• Problem requirements
Find each line below where the word "white" occurs, and copy it.

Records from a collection
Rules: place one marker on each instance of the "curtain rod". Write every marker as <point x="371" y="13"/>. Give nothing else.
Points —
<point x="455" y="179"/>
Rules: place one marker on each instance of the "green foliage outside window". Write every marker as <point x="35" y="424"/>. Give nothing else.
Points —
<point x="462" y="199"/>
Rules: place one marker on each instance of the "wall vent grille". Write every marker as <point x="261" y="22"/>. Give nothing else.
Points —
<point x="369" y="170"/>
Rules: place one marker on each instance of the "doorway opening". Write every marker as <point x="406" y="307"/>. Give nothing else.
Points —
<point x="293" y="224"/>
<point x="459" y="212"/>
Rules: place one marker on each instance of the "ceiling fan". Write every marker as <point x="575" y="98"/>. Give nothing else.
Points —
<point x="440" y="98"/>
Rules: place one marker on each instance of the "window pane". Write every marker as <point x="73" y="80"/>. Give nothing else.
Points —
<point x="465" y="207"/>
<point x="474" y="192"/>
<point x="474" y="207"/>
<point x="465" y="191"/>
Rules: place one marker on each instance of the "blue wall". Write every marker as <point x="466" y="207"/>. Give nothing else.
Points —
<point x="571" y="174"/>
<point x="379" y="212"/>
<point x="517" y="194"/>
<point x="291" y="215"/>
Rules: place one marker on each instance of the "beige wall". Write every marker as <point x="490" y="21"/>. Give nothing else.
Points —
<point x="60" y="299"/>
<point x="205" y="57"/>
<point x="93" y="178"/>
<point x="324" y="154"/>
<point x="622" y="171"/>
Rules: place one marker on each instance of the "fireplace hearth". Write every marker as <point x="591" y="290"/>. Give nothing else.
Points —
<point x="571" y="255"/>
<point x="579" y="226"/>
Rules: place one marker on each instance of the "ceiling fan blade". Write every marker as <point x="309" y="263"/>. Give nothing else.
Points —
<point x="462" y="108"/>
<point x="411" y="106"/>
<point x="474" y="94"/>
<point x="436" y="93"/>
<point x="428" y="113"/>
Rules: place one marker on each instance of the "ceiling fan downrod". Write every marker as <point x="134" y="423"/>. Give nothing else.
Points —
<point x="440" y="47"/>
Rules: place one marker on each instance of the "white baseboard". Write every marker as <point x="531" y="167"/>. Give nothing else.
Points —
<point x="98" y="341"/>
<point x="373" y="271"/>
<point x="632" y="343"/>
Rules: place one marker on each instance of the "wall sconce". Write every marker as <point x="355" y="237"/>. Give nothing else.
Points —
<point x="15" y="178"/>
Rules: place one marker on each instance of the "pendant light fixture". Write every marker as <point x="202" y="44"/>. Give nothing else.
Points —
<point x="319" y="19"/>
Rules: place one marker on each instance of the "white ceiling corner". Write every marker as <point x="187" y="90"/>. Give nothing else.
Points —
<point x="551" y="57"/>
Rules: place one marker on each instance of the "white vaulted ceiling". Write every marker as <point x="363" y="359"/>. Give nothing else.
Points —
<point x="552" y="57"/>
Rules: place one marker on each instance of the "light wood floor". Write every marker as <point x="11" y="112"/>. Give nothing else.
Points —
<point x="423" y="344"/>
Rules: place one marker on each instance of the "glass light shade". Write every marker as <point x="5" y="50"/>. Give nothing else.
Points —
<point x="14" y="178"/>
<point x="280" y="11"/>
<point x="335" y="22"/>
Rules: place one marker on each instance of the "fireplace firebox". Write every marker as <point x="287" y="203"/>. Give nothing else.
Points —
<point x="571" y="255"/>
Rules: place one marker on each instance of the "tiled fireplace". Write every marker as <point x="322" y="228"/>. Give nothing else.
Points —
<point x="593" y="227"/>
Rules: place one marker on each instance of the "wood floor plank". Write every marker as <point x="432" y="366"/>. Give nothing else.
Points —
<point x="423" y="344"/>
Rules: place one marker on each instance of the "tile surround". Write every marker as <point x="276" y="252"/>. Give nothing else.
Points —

• Task answer
Rules: place one marker on each instance of the "white baseboard". Write every marker as <point x="531" y="167"/>. Give nothing else.
Rules: place one marker on each instance of the "white ceiling corner". Write every marker as <point x="187" y="90"/>. Give nothing else.
Rules: place one marker on each instance of the "white vaulted ceiling". Write every marker as <point x="363" y="359"/>. Give nothing else.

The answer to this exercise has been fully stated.